## start Raw records

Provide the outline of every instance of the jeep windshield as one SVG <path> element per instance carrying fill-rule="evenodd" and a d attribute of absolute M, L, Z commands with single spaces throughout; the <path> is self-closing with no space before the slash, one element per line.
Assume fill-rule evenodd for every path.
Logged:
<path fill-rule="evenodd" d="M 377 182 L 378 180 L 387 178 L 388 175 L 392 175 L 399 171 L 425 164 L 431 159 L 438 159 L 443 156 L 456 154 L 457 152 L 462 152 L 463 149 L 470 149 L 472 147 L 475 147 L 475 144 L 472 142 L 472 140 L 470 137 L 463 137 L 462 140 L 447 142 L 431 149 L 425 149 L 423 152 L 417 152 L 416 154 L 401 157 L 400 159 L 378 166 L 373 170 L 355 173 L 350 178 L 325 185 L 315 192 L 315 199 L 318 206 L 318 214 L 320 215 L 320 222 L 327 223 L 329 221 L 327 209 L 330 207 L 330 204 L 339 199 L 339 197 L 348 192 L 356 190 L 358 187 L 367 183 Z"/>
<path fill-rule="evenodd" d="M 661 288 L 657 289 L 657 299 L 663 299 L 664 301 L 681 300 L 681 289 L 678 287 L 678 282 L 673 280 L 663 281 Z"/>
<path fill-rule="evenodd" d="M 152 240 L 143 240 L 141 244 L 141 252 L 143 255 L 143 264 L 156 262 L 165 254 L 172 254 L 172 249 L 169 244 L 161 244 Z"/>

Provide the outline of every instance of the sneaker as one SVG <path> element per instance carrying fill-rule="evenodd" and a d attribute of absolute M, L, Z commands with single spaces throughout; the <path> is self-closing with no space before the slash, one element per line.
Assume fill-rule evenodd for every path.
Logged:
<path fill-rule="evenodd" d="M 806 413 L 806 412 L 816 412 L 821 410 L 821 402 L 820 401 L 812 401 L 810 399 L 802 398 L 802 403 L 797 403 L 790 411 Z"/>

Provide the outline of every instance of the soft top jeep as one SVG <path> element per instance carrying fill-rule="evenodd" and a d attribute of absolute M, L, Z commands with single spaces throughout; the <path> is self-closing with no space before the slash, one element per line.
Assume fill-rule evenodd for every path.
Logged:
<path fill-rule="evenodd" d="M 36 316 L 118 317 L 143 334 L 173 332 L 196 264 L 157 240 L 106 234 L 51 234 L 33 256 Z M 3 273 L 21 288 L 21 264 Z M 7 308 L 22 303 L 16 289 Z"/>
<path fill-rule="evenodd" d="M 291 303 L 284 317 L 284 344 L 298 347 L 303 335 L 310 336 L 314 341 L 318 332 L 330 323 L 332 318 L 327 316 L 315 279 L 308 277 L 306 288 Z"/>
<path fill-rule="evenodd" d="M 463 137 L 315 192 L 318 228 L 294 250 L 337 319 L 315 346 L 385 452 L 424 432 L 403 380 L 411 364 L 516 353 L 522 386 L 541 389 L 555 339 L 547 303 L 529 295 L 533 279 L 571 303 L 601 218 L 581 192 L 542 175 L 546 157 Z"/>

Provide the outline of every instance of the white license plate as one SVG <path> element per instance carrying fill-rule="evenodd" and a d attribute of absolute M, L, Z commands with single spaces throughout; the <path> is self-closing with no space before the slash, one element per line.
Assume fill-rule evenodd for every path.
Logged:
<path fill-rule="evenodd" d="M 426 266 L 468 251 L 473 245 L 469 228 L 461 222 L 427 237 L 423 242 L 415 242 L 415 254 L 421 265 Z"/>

## end Raw records

Write out the lines of the data as a numbered list, from the start through the line that contains "661 288 L 657", including that line and omitting any blank lines.

Solution to this problem:
1. Provide the outline of every instance of the jeep windshield as one SVG <path> element per instance carrying fill-rule="evenodd" and a d attribute of absolute M, L, Z commands with single spaces throughout; the <path> is self-closing with no space before the slash, one element per line.
2. Assume fill-rule evenodd for every path.
3. Logged:
4. <path fill-rule="evenodd" d="M 377 182 L 378 180 L 387 178 L 388 175 L 392 175 L 399 171 L 425 164 L 431 159 L 438 159 L 443 156 L 456 154 L 457 152 L 462 152 L 463 149 L 470 149 L 472 147 L 475 147 L 475 144 L 472 142 L 472 140 L 470 137 L 463 137 L 462 140 L 447 142 L 431 149 L 425 149 L 423 152 L 417 152 L 416 154 L 401 157 L 400 159 L 378 166 L 373 170 L 355 173 L 350 178 L 325 185 L 315 192 L 315 199 L 318 206 L 318 214 L 320 215 L 320 222 L 327 223 L 329 221 L 327 209 L 330 207 L 330 204 L 339 199 L 339 197 L 348 192 L 356 190 L 358 187 L 367 183 Z"/>
5. <path fill-rule="evenodd" d="M 661 288 L 657 289 L 657 299 L 663 299 L 664 301 L 681 300 L 681 289 L 678 287 L 678 282 L 673 280 L 663 281 Z"/>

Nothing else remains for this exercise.